# Start of Entries shown
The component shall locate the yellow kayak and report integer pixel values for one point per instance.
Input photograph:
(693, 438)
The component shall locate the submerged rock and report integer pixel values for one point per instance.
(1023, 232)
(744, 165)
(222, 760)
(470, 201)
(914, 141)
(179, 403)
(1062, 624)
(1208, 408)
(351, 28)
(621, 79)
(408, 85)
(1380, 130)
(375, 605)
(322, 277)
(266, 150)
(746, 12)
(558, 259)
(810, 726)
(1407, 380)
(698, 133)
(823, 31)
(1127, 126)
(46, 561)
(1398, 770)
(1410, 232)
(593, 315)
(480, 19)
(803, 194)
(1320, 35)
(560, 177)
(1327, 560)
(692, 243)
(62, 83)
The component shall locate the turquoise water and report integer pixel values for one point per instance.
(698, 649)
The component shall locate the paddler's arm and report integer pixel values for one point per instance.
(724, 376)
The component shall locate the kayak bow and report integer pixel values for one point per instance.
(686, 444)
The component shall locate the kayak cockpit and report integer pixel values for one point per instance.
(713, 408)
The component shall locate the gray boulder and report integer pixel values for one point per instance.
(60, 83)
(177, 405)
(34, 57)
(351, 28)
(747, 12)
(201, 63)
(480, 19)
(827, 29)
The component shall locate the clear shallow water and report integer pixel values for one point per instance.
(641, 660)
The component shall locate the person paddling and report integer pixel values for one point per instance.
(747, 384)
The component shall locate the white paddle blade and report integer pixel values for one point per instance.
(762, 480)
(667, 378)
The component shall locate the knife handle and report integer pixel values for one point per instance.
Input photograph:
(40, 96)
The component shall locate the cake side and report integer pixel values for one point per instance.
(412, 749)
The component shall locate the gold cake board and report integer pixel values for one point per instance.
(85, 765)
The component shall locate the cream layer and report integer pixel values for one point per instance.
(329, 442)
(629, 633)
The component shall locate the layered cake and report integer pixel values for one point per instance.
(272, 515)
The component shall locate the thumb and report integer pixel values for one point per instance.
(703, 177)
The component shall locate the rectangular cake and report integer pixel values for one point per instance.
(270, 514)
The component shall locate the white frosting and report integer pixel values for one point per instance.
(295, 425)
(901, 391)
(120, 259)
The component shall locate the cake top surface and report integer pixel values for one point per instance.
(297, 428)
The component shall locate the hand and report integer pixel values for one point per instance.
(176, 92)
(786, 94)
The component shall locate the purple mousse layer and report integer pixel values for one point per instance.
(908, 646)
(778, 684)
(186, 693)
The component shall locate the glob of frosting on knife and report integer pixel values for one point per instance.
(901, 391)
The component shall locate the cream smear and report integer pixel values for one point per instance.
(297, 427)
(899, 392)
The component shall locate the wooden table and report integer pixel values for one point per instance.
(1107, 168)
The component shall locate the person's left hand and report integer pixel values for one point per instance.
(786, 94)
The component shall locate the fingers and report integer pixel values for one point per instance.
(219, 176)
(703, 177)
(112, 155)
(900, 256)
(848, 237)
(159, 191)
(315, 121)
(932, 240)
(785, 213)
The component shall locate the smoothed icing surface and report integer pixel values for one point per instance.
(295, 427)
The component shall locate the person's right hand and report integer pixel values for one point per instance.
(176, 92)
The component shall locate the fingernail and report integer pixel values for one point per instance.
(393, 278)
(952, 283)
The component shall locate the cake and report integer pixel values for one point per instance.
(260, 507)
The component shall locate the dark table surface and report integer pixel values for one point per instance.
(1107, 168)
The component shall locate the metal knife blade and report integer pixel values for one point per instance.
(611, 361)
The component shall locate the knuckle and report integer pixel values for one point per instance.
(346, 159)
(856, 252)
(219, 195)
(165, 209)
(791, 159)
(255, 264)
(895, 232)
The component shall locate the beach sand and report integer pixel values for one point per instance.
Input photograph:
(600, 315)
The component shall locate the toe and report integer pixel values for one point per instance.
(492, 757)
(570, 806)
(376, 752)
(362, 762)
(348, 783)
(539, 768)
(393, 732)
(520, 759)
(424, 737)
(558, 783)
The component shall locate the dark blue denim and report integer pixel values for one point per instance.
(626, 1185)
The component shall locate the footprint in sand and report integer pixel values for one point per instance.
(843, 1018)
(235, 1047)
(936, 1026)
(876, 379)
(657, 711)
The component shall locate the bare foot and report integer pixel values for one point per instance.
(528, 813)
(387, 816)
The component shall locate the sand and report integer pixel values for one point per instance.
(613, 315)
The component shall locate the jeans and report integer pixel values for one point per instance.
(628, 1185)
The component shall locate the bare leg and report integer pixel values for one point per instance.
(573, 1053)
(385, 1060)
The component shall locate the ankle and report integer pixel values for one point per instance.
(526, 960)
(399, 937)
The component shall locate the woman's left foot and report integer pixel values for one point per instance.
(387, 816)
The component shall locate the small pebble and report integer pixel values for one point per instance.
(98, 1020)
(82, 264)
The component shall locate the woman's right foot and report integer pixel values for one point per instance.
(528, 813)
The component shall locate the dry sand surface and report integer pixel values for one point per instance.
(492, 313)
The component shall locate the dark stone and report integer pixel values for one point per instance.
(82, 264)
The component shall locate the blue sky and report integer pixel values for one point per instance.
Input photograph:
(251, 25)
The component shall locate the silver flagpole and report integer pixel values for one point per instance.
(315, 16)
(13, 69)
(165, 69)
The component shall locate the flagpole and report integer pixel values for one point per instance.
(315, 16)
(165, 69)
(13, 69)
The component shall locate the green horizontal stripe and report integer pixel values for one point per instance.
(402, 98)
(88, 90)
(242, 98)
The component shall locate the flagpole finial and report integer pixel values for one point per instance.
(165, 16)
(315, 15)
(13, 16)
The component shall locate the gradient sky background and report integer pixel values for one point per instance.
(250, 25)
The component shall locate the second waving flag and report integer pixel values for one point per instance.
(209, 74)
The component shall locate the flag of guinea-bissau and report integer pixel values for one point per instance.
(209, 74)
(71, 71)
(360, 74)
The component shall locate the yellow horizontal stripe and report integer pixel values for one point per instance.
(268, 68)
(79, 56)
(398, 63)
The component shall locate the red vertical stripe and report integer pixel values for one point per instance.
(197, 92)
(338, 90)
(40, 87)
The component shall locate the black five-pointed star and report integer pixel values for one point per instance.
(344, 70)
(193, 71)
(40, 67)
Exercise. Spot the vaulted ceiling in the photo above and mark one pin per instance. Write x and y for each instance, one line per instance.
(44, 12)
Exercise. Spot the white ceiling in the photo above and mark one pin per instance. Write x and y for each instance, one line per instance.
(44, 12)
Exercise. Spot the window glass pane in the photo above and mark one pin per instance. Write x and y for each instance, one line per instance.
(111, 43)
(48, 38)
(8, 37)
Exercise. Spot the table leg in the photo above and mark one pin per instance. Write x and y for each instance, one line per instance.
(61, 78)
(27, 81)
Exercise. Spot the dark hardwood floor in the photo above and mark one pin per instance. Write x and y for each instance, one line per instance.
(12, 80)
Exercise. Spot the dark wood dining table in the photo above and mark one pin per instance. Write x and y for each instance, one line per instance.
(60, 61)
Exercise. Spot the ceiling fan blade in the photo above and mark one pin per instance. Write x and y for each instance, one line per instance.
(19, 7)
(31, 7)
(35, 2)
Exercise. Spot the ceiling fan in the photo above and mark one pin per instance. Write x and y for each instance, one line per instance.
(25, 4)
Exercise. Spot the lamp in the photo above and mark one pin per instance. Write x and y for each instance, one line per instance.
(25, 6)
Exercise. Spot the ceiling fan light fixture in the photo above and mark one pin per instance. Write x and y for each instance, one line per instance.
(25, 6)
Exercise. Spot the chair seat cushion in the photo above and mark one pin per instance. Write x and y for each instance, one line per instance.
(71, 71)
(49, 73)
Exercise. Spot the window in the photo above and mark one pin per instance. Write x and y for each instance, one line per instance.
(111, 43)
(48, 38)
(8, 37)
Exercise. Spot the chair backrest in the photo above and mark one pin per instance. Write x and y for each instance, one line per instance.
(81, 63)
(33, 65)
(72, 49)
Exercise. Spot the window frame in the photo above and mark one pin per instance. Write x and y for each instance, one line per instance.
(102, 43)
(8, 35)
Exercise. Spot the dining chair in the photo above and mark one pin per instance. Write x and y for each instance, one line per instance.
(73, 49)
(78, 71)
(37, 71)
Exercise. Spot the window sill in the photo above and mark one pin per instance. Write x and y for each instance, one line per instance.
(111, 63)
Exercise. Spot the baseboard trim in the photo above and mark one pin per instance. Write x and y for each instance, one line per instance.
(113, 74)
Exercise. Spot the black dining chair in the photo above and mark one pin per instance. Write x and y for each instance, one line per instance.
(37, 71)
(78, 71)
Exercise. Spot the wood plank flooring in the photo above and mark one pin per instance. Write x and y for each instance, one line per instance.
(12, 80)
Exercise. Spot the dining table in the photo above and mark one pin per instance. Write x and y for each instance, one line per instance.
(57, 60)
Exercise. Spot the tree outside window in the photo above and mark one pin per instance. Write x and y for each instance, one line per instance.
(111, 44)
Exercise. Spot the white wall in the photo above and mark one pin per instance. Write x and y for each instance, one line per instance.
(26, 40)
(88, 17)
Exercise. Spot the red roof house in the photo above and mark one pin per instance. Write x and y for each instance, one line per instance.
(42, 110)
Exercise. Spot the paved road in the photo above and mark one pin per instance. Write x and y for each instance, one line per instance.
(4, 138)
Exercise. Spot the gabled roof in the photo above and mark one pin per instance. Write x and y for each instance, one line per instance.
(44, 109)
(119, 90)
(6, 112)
# End of Entries shown
_Exercise task_:
Reproduce the lines from the one containing "Exercise. Spot the dining chair" to the end of the entries, keeping both ends and adding nothing.

_Answer to this task_:
Exercise. Spot the dining chair in the photo above and mark one pin per instance. Write x and y for each instance, one line per instance.
(73, 49)
(78, 71)
(37, 71)
Exercise. Spot the window sill in the photo above and mark one pin per instance. Write x and y for each instance, one line per instance.
(111, 63)
Exercise. Spot the baseboard trim in the photo above and mark one pin per instance. Write x and y for each instance, one line per instance.
(113, 74)
Exercise. Spot the black dining chair in the photo above and mark one pin per instance. Write x and y for each instance, one line per instance.
(37, 71)
(78, 71)
Exercise. Spot the wood plank flooring in the photo above and mark one pin per instance. Write x and y for each instance, one line per instance.
(12, 80)
Exercise. Spot the dining table in the photo above and mark one pin per instance. Write x and y for each instance, one line per instance.
(57, 60)
Exercise. Spot the tree outside window in the photo above and mark one pin per instance. Write x and y for each instance, one line per instance.
(111, 44)
Exercise. Spot the white wall in the photo above and mark one pin per instance. Write x and y for each instance, one line per instance.
(26, 40)
(88, 17)
Exercise. Spot the red roof house in the photo above and mark one pin per instance. Write x and y for each instance, one line per instance.
(42, 110)
Exercise. Spot the paved road in the photo above and mark one pin per instance. Write x and y for each instance, one line per instance.
(4, 138)
Exercise. Spot the gabled roof in the photo above and mark one pin per instance. Write x and y for each instance, one line per instance.
(44, 109)
(119, 90)
(6, 112)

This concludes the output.